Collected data
════════════════════

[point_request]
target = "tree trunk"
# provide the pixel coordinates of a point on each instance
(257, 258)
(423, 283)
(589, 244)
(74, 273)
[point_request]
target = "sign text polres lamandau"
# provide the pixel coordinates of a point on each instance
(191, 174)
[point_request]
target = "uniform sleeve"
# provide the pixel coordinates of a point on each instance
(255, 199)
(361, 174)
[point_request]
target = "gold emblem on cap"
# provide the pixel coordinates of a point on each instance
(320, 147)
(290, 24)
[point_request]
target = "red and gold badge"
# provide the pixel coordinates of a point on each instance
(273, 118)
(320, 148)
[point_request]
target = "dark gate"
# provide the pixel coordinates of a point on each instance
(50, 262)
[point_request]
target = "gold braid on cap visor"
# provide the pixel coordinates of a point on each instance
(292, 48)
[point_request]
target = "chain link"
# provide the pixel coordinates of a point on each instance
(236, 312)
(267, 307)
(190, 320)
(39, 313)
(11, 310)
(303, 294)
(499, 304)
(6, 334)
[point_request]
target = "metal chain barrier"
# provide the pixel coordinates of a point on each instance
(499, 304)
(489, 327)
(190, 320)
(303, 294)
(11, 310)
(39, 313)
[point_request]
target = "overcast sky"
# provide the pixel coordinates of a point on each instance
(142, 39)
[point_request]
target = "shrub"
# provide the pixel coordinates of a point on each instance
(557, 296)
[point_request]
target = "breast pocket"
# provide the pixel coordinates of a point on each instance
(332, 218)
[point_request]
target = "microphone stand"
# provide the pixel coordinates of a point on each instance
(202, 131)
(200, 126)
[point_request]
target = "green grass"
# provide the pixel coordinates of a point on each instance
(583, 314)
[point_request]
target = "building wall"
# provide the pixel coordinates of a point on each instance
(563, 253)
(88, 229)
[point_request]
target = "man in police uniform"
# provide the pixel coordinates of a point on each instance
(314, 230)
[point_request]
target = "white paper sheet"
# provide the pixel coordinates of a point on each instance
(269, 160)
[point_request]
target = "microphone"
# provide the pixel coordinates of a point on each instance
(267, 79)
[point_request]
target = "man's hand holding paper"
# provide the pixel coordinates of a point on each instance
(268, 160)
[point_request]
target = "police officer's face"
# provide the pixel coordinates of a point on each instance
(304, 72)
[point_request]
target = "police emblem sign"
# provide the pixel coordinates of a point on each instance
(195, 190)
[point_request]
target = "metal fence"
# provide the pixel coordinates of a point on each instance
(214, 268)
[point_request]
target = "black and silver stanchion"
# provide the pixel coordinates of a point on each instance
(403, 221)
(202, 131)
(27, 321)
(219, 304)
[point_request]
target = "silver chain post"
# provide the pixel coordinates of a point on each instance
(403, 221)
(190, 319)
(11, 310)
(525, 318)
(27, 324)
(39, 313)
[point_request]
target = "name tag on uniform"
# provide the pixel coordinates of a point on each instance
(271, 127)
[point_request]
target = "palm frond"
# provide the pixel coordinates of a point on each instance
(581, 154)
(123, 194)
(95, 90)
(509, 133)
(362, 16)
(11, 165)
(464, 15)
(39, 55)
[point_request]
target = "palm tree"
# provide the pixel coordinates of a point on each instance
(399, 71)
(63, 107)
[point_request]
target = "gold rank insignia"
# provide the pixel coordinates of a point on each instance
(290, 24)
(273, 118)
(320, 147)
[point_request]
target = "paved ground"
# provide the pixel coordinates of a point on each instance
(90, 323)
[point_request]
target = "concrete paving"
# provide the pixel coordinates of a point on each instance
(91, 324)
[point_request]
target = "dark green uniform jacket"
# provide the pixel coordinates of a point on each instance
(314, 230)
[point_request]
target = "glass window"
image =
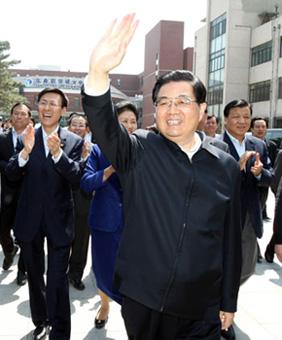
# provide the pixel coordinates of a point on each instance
(216, 63)
(259, 92)
(280, 88)
(261, 54)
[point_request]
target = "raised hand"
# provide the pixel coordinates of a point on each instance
(257, 167)
(244, 159)
(86, 149)
(226, 319)
(110, 51)
(278, 251)
(54, 144)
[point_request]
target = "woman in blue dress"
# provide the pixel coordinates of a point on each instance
(106, 215)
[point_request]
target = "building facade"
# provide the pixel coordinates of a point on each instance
(123, 87)
(238, 54)
(163, 52)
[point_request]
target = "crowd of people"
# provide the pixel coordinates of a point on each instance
(174, 268)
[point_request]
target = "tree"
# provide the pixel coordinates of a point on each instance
(9, 89)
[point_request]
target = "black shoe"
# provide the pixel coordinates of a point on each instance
(267, 219)
(40, 332)
(259, 259)
(9, 258)
(77, 284)
(269, 255)
(229, 334)
(100, 323)
(21, 278)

════════════════════

> [WHAT IS BEING ASKED] Your task is to repeat the data above exactly while excluding the pictures.

> [ANSWER]
[point_request]
target = "tree trunk"
# provide the pixel coordinates of a point on each instance
(257, 258)
(423, 283)
(589, 244)
(74, 273)
[point_request]
target = "sign text polres lamandau"
# provide the pixel coordinates of a point on each instance
(191, 174)
[point_request]
target = "uniform sleeve"
# provide the pixel coordinates of a point on each instance
(255, 199)
(361, 174)
[point_request]
target = "gold emblem on cap"
# provide the pixel coordinates of a point on each instance
(320, 147)
(290, 24)
[point_request]
target = "red and gold badge"
# provide the pixel coordinates of a point on each instance
(273, 118)
(320, 148)
[point_request]
target = "dark gate"
# provide the pixel coordinates of a point on each instance
(50, 262)
[point_request]
target = "gold braid on cap visor"
# provide the pixel coordinates of a point on each instance
(292, 48)
[point_request]
target = "chain link"
# provide the pixel coordinates of a point on each instance
(236, 312)
(267, 307)
(190, 320)
(39, 313)
(11, 310)
(303, 294)
(499, 304)
(6, 334)
[point_request]
target = "metal chain barrier"
# provide the pixel coordinates of a point on each instance
(499, 304)
(489, 327)
(190, 320)
(303, 294)
(11, 310)
(39, 313)
[point_request]
target = "overcast sky"
# provide the pixel coordinates of a point on each instance
(142, 39)
[point_request]
target = "shrub"
# provide the pixel coordinates of a point on each instance
(557, 296)
[point_request]
target = "breast pocket"
# provide the pixel coordinates of a point on each instance
(332, 218)
[point_request]
target = "microphone stand"
# provide the pixel coordinates of a point on each instance
(202, 131)
(200, 126)
[point_request]
target = "green grass"
# provide the pixel coordinates of a point on each instance
(583, 314)
[point_request]
target = "building wall"
# provide the pixel coordinates of a point on each instance
(563, 253)
(88, 229)
[point_request]
target = "man in police uniform"
# provide the pixel coordinates of a point on each instance
(314, 230)
[point_request]
target = "white paper sheet"
# provide the pixel coordinates of a point on each instance
(269, 160)
[point_request]
target = "microphone"
# provide the pixel coordinates of a point on each instance
(267, 79)
[point_request]
target = "man's hand holding paper"
# provide the pixel coordinates of a point on each instance
(268, 160)
[point_request]
target = "police officer's face"
# provide the pixel coordinates of a point on each instance
(304, 72)
[point_request]
target = "police emblem sign"
# provide the pixel coordinates of a point on each instance
(195, 190)
[point_request]
target = "metal fence"
# provide the pixel coordinates of a point on each instance
(214, 268)
[point_request]
target = "black and silver stanchion"
# provide the pixel coordinates of a point on each instance
(403, 221)
(202, 131)
(27, 321)
(219, 304)
[point_request]
target = "silver chain post"
# provide the pixel coordinates of a point on each instance
(403, 221)
(190, 319)
(11, 310)
(525, 318)
(27, 324)
(39, 313)
[point_request]
target = "name tag on uniform"
# provide the pixel coordinates of a point on each instance
(271, 127)
[point_request]
target = "palm frond"
# provide the pixel coordinates of a point on each instance
(581, 154)
(123, 194)
(95, 90)
(509, 133)
(362, 16)
(11, 165)
(464, 15)
(39, 55)
[point_request]
target = "palm tree"
# provide the pixel coordinates of a point on each instance
(399, 71)
(63, 107)
[point_request]
target = "gold rank insignia"
# provide the pixel coordinates of a point on each instance
(290, 24)
(273, 118)
(320, 147)
[point_request]
target = "paved ground"
# provide the pixel coordinates of a point on each instance
(90, 323)
[point_request]
target = "concrete paving"
# provide the pixel coordinates of a point on each instance
(91, 324)
[point_request]
target = "dark green uniform jacket"
# provide the pixel coordinates of a point on each instance
(314, 230)
[point_request]
target = "glass window"
image =
# provide the pixel coordinates of a point on each instance
(216, 63)
(259, 92)
(280, 88)
(261, 54)
[point_request]
target = "raised hand"
# provide the pixel coordinates of a point on each instance
(257, 167)
(244, 159)
(86, 149)
(226, 319)
(110, 51)
(278, 251)
(54, 144)
[point_request]
target = "woman in blue dress"
# provide the pixel coordinates of a point on each instance
(106, 215)
[point_request]
target = "building facade"
# provide the pixel coordinates of a point on each instance
(123, 87)
(238, 54)
(163, 52)
[point_request]
target = "crowd of people"
# provide the pixel coordinates of a point on each instance
(174, 268)
[point_request]
target = "tree"
# provide the pixel coordinates of a point on each instance
(9, 89)
[point_request]
target = "black shoe"
# provide the pixel coordinates of a point on each instance
(267, 219)
(40, 332)
(259, 259)
(9, 258)
(77, 284)
(269, 255)
(229, 334)
(100, 323)
(21, 278)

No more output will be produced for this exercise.